Data extract below:

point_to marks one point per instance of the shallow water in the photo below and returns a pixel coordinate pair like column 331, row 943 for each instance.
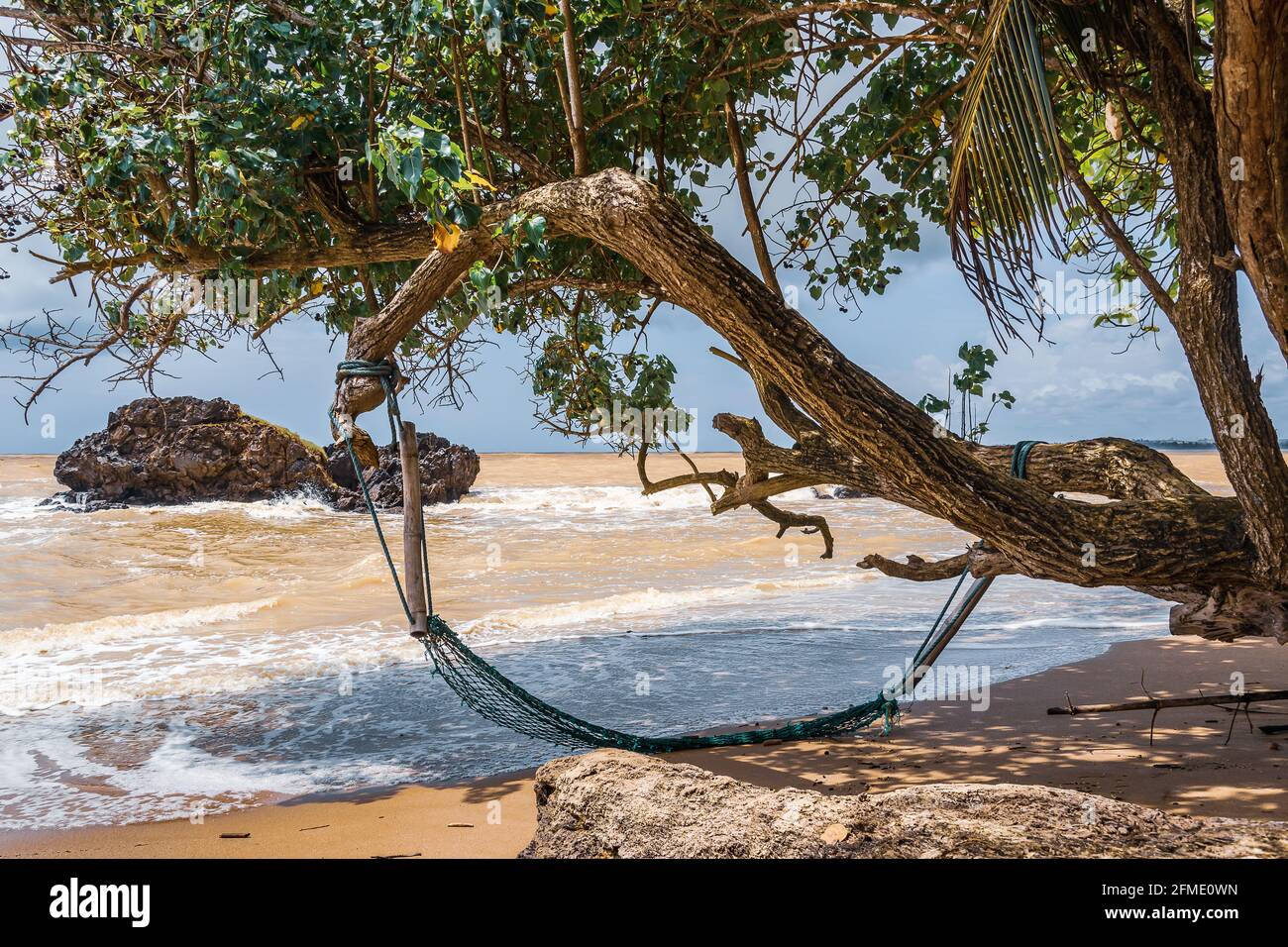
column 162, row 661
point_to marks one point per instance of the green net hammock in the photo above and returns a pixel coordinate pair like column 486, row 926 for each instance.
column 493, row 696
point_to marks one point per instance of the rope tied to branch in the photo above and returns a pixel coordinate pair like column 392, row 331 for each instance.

End of Data extract.

Activity:
Could you print all of the entries exactly, skipping the images?

Answer section:
point_to marks one point per instance of the shallow water in the photo below and returns a pixel coordinate pair like column 331, row 943 for each instance.
column 162, row 661
point_to marks one point per instance of the green net hammock in the photo above and returns a pixel coordinate pair like column 486, row 926 for each instance.
column 493, row 696
point_to marks one point per instance of the rope tied to branch in the photo above and returns a pixel coordinate pair like column 392, row 331 for each instance.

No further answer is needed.